Auswahl:
==========
# Welche Kompaktwasserkülung holen?



## CPTSulu (27. November 2016)

*Welche Kompaktwasserkülung holen?*

Hi
ich denke gerade darüber nach mir eine Kompaktwasserkühlung für meinen PC zu holen und bräuchte da etwas Hilfe. Ich hab mich jetzt die letzten Stunden durch viele Testartikel durchgelesen und bin immernoch kaum schlauer deshalb wollte ich mal wissen ob jemand eine Empfehlung für eine leise aber gute 240mm Wasserkühlung hätte. Bisher habe ich da nur sowas wie die Corsair 110i v2 gesehen wo man die Lüfter wechseln müsste um ein leises Gerät zu bekommen oder die Deepcool Captain 240 EX. Ja kurz gesagt, ich bin erschlagen von dem Angebot und bräuchte Hilfe.
==========
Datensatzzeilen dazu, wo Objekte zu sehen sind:
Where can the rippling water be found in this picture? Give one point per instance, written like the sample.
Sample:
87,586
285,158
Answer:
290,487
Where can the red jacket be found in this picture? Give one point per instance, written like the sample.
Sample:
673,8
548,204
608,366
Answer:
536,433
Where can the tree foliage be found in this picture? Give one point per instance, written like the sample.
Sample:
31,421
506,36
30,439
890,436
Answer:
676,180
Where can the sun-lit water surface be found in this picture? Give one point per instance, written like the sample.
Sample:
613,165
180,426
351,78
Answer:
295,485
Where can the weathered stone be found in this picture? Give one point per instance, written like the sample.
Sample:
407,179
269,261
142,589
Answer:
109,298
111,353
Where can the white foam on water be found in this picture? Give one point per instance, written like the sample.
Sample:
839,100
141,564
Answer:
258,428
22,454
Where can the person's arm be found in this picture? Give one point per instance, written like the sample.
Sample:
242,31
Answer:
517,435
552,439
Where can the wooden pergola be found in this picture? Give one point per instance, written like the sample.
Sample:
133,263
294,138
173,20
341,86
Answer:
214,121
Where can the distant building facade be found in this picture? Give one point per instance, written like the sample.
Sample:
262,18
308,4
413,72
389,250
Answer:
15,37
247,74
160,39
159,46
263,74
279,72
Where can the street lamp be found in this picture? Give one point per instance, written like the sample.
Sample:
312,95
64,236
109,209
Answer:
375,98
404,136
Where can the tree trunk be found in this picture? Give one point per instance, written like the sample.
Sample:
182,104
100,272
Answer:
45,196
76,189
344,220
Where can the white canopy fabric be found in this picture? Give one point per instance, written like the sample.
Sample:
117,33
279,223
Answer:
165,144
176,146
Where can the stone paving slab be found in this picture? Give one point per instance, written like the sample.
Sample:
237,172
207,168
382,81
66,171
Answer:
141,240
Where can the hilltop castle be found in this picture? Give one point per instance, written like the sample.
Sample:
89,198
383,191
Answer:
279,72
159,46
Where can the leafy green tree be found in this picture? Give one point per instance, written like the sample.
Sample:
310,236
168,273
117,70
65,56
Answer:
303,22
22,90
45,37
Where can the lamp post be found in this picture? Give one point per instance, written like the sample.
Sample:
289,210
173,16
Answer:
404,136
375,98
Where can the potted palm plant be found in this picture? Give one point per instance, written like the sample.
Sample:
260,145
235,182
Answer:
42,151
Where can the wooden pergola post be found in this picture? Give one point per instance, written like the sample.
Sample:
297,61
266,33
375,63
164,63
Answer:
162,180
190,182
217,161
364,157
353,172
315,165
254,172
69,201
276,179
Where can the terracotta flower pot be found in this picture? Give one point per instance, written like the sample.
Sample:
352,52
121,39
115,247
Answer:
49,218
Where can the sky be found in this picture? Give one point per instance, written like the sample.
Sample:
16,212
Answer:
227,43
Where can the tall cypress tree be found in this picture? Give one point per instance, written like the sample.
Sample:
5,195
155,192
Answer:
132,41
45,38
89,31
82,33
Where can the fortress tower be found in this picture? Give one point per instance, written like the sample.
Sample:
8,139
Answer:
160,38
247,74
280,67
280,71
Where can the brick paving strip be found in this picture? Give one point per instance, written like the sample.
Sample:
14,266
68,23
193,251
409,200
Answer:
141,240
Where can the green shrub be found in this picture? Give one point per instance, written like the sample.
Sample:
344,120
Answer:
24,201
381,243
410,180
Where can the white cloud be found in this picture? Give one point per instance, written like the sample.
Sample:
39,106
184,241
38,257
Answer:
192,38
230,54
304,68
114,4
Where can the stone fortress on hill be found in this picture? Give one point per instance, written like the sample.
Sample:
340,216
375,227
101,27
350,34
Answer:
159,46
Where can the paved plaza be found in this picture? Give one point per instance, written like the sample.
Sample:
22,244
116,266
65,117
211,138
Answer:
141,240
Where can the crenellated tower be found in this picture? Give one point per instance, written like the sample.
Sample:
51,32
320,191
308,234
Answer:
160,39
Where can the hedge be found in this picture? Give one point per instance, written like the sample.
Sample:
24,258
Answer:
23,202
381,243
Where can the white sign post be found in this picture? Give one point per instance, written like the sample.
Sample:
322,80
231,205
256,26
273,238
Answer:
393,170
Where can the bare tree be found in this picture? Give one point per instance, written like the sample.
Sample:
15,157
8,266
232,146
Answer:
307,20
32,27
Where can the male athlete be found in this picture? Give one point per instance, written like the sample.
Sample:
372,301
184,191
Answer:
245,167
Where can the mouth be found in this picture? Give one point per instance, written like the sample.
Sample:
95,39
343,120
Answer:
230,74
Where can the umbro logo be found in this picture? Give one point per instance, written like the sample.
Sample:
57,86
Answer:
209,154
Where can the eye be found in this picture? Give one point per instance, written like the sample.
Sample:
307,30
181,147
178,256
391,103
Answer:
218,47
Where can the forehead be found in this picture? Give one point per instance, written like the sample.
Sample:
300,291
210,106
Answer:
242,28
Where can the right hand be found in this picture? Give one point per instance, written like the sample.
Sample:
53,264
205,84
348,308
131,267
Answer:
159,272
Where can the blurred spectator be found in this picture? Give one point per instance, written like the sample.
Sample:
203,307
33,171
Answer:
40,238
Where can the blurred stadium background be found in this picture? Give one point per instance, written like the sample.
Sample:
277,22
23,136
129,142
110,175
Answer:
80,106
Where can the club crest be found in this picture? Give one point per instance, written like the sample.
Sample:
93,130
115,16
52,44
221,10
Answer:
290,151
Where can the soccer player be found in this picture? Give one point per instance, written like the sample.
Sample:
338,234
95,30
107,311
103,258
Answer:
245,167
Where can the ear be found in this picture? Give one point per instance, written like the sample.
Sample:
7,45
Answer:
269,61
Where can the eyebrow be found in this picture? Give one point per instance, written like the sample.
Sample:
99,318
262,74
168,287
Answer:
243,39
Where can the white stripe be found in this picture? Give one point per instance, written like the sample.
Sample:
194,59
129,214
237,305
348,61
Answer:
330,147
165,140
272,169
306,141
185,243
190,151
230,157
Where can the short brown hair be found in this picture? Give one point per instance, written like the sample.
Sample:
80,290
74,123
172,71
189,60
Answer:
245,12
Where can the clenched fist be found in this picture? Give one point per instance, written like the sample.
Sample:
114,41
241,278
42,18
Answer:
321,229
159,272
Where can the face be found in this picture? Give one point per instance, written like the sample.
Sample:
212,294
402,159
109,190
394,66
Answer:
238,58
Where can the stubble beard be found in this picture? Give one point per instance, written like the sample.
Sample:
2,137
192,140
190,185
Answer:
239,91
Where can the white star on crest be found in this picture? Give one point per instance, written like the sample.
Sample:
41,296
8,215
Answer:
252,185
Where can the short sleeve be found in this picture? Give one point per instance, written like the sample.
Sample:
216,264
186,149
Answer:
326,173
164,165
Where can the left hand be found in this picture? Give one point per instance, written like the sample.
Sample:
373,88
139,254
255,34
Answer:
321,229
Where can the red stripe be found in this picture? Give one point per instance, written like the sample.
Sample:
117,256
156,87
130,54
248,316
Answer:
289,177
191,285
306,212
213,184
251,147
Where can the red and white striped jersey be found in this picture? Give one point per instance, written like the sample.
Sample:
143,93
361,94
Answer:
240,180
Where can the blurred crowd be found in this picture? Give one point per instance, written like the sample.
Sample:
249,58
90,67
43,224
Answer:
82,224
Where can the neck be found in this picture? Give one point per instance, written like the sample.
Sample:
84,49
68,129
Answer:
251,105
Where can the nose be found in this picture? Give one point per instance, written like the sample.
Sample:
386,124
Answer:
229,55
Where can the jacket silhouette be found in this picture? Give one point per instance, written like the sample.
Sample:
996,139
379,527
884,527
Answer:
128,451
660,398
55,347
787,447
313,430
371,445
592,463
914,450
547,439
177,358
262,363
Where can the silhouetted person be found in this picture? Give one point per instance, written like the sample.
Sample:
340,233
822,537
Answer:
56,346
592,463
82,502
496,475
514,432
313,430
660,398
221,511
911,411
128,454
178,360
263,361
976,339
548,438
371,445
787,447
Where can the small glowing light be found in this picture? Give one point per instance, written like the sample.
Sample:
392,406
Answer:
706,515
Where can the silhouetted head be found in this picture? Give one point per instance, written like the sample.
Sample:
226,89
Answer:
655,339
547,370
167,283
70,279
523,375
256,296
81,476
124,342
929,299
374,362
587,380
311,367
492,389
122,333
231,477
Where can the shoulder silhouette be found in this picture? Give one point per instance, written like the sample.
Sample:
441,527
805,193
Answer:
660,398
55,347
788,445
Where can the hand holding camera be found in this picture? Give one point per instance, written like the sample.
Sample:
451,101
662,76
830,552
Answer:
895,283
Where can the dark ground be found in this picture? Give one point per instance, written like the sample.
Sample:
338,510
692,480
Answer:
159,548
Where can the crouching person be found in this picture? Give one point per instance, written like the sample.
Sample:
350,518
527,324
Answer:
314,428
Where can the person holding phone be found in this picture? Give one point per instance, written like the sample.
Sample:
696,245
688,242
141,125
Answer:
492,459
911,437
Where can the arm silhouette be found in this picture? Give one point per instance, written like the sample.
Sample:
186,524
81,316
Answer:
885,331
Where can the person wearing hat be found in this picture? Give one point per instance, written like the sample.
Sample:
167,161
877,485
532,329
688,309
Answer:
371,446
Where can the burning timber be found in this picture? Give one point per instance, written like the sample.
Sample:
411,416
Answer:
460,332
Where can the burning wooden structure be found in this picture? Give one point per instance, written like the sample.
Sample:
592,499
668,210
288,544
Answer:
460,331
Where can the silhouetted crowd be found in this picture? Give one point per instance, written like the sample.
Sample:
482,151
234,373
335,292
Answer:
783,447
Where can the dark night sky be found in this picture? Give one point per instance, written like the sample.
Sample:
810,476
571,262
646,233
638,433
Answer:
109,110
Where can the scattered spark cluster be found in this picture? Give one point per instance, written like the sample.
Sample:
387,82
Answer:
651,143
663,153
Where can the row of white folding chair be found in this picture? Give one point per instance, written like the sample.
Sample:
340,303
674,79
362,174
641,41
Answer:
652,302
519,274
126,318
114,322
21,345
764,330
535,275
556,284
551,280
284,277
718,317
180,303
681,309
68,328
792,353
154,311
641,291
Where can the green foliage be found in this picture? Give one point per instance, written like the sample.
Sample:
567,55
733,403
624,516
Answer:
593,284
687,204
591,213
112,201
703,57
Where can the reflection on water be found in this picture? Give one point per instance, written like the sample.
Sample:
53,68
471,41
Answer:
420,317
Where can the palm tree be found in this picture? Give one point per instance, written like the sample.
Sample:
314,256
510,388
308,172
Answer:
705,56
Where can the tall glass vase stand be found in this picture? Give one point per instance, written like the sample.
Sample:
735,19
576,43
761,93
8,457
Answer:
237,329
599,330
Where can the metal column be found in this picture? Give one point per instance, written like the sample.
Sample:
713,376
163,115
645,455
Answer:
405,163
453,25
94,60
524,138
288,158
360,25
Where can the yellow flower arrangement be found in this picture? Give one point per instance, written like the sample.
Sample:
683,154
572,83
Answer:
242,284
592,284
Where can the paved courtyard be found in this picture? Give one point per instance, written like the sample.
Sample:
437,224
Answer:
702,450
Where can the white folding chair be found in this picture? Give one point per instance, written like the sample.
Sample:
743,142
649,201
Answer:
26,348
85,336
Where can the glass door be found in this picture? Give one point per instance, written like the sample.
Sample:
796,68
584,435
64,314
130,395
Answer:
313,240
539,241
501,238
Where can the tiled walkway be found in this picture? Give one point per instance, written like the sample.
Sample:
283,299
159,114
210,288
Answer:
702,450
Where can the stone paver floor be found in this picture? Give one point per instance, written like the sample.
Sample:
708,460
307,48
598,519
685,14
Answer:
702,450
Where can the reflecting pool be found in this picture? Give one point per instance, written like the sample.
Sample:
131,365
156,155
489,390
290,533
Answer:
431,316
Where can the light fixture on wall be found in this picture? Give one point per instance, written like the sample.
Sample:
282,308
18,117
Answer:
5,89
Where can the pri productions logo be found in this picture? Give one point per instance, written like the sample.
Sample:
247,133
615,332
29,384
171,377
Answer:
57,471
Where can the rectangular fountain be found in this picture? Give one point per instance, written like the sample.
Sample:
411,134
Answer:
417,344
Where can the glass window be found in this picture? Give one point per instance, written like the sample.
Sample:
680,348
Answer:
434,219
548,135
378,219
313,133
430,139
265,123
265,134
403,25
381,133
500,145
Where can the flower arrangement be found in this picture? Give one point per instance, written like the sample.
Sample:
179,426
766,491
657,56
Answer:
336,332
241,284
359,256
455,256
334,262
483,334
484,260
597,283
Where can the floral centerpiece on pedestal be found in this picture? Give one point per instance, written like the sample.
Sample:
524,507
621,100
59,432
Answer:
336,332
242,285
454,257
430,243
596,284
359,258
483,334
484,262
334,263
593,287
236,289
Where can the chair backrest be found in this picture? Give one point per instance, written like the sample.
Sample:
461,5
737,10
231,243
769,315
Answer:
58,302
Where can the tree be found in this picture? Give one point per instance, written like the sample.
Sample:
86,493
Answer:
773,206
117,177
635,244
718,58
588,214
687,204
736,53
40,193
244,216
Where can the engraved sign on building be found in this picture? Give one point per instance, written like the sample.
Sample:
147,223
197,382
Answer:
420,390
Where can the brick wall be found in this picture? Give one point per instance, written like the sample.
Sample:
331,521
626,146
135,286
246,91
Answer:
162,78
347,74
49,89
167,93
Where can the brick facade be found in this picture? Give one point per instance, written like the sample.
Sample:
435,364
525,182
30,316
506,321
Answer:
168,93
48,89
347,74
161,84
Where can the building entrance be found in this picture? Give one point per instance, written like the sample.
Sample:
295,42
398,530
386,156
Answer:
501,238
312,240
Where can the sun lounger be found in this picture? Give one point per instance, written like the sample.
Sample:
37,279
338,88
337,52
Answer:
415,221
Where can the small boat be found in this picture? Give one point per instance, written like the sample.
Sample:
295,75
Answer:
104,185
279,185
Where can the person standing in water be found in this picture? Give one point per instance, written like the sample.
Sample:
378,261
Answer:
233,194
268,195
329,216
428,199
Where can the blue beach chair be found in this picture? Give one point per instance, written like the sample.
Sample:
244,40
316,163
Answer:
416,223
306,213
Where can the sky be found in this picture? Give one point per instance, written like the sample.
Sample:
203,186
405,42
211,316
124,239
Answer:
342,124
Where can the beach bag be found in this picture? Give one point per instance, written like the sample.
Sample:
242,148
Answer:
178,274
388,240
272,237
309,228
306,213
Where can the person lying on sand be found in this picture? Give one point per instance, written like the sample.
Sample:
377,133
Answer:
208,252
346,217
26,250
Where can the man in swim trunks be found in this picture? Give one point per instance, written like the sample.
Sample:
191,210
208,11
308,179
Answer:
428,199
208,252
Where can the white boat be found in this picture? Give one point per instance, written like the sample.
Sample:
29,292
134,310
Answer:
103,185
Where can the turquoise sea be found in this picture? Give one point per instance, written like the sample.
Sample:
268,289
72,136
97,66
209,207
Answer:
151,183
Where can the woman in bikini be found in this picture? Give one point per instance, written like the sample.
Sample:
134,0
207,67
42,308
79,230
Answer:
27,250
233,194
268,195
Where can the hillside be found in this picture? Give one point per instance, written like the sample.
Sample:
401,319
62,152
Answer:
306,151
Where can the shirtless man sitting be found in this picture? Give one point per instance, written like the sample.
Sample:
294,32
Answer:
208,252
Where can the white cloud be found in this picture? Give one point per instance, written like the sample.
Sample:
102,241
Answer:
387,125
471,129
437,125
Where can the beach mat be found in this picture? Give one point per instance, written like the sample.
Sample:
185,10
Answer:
==========
Die Aufgaben:
A: Welche zwei Kompaktwasserkühlungen hat der Verfasser laut der Auswahl bisher gesehen?
B: Gib alle Zeilen zurück, in denen das Wort "wooden" vorkommt.

Gelöste Aufgaben:
A: Die Corsair 110i v2 und die Deepcool Captain 240 EX.

B:
Where can the wooden pergola be found in this picture? Give one point per instance, written like the sample.
Where can the wooden pergola post be found in this picture? Give one point per instance, written like the sample.
Where can the burning wooden structure be found in this picture? Give one point per instance, written like the sample.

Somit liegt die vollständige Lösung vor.